# Task goal:
Reproduce, unchanged, the part of the listing below that opens with the line containing "Isolate any visible lanyard" and continues through the final line of the listing.

# Input records:

-- Start --

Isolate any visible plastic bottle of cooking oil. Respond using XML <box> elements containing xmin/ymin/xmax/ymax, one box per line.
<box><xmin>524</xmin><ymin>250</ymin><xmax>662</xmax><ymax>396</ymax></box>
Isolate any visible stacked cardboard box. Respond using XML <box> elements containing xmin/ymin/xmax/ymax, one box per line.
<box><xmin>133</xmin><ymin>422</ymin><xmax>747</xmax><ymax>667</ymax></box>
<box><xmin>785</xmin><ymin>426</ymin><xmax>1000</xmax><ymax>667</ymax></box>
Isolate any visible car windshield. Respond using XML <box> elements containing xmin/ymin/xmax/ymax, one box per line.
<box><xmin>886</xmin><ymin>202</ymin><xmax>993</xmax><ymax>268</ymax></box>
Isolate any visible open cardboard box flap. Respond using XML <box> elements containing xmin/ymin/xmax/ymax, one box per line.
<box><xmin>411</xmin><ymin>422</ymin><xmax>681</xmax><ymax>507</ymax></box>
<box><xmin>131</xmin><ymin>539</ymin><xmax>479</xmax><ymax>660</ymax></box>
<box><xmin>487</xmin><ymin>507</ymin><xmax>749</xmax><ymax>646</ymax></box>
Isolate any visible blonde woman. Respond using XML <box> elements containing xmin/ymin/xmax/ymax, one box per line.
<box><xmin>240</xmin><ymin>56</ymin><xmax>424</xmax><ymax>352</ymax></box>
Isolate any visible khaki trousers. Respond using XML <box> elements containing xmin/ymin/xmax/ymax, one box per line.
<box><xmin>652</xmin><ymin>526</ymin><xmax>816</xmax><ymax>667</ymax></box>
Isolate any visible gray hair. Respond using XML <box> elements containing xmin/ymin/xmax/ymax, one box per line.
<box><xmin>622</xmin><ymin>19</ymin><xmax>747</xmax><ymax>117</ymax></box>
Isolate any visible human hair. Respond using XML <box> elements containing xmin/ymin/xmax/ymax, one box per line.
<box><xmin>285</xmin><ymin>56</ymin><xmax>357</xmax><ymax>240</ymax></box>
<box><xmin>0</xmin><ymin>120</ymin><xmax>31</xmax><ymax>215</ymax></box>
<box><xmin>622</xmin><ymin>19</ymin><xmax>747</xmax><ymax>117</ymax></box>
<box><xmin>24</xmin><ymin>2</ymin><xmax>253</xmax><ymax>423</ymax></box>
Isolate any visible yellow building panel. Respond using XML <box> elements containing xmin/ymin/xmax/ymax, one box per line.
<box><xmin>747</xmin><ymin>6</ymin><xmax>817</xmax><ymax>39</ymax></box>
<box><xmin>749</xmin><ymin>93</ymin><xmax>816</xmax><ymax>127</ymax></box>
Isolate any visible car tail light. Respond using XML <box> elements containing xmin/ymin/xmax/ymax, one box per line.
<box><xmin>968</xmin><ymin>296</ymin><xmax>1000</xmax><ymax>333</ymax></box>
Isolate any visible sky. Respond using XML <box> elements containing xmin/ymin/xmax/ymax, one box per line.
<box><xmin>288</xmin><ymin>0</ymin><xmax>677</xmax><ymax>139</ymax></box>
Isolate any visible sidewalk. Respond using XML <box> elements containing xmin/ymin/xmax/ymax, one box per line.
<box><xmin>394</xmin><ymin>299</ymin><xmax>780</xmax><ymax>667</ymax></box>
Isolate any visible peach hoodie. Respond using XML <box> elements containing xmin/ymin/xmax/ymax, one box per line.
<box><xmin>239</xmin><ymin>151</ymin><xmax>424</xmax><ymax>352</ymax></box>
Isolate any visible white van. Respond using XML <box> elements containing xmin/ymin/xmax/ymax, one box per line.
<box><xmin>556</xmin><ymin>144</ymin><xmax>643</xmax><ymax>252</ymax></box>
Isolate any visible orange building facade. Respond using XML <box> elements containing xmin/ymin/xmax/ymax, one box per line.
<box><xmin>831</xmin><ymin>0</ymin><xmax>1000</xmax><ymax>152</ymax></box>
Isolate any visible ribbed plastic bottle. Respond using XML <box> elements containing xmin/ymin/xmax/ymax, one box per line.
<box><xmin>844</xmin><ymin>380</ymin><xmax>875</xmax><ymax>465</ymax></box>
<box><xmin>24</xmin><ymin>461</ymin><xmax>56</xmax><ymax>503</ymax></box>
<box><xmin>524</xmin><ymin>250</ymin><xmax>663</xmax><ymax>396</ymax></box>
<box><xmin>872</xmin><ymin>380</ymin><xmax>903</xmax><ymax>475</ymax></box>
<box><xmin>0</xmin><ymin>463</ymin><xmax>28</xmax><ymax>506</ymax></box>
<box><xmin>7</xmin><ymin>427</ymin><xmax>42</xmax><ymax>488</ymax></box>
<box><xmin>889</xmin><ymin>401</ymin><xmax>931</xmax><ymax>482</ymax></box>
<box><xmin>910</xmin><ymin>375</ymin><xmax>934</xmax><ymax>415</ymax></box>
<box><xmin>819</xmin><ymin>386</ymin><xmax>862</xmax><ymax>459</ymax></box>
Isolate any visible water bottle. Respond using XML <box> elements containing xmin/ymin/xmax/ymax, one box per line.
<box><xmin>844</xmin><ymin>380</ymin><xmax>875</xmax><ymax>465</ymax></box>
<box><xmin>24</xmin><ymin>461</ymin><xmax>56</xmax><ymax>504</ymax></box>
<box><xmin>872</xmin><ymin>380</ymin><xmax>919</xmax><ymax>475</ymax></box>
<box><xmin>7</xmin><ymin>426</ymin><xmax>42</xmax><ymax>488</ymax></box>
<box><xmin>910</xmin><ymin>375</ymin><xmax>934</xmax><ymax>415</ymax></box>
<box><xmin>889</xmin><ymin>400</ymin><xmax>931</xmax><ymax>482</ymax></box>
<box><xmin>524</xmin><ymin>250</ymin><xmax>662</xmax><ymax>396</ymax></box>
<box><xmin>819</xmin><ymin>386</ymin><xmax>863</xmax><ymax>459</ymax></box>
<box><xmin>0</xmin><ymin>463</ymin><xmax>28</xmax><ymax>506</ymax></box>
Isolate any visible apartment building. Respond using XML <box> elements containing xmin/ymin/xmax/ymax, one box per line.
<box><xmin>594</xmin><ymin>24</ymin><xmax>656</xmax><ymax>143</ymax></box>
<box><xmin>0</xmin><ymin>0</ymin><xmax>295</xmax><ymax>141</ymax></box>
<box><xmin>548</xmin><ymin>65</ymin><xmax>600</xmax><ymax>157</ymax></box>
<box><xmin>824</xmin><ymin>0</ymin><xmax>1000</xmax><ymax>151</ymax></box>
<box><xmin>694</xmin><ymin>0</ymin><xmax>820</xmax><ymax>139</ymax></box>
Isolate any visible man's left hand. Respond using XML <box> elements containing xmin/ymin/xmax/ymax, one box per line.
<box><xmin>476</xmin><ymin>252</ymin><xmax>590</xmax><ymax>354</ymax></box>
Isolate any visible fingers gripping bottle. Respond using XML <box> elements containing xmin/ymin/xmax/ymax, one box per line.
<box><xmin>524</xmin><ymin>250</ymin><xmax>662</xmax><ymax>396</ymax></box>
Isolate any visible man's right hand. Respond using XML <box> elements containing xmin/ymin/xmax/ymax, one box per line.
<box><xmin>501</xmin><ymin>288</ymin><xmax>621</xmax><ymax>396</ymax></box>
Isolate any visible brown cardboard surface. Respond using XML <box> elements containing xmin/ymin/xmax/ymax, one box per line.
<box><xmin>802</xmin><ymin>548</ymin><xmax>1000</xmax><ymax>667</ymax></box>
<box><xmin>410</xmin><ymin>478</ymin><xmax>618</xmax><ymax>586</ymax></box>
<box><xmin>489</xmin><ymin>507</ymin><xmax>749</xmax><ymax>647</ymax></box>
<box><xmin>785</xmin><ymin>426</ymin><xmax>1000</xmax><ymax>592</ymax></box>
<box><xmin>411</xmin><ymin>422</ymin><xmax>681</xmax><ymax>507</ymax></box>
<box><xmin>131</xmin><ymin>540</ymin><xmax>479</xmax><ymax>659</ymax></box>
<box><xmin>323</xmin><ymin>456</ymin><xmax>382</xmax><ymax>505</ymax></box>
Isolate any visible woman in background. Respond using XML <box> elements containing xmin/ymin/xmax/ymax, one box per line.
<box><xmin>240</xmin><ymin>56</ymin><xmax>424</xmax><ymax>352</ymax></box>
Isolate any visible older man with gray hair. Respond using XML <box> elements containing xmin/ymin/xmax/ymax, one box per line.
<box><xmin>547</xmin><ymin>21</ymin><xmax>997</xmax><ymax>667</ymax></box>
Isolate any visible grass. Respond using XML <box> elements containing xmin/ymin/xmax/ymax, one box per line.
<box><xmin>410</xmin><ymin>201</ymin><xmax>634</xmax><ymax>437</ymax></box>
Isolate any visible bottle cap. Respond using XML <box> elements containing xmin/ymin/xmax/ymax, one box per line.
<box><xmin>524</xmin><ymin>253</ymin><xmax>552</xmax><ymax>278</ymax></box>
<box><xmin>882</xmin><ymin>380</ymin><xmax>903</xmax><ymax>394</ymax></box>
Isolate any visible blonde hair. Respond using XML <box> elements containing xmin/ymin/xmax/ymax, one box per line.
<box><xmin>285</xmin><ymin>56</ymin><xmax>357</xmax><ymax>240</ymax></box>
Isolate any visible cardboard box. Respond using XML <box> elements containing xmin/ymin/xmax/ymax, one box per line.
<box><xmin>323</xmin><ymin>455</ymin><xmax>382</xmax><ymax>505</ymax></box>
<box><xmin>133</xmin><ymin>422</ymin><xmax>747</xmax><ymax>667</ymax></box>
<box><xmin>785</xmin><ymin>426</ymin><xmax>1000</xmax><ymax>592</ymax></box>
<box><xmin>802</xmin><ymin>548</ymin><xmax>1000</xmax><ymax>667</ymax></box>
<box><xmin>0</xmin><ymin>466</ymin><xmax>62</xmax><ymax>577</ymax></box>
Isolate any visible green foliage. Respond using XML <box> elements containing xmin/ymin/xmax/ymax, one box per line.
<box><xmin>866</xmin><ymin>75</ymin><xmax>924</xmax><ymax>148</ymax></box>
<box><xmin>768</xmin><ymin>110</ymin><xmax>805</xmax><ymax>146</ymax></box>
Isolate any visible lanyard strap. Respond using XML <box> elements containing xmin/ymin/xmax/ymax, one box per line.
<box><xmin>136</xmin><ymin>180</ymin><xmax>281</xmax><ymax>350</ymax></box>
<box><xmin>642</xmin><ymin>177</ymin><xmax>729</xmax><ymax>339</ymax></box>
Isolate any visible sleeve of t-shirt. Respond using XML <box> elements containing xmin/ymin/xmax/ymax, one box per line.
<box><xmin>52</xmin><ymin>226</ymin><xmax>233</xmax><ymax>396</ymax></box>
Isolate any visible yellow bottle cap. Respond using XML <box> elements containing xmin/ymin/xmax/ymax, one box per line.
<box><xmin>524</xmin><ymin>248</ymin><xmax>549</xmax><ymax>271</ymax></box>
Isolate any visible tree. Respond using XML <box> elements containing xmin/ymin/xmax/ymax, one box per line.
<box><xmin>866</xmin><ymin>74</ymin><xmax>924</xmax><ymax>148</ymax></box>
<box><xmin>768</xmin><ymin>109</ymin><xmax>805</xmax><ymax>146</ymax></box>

-- End --

# Expected answer:
Isolate any visible lanyard strap. Respond using XML <box> elements containing xmin/ymin/xmax/ymax, one box per line.
<box><xmin>136</xmin><ymin>180</ymin><xmax>281</xmax><ymax>350</ymax></box>
<box><xmin>642</xmin><ymin>177</ymin><xmax>729</xmax><ymax>339</ymax></box>
Isolate any visible sleeve of t-shirt. Respond using XML <box> elements containing xmin/ymin/xmax/ymax, one box per line.
<box><xmin>52</xmin><ymin>226</ymin><xmax>233</xmax><ymax>396</ymax></box>
Isolate any visible yellow bottle cap. Respond using XML <box> elements containing xmin/ymin/xmax/ymax, one box per line.
<box><xmin>524</xmin><ymin>248</ymin><xmax>549</xmax><ymax>271</ymax></box>
Isolate any visible tree. Respond using XML <box> elements containing xmin/ymin/xmax/ymax, one box per line.
<box><xmin>866</xmin><ymin>74</ymin><xmax>924</xmax><ymax>148</ymax></box>
<box><xmin>768</xmin><ymin>109</ymin><xmax>805</xmax><ymax>146</ymax></box>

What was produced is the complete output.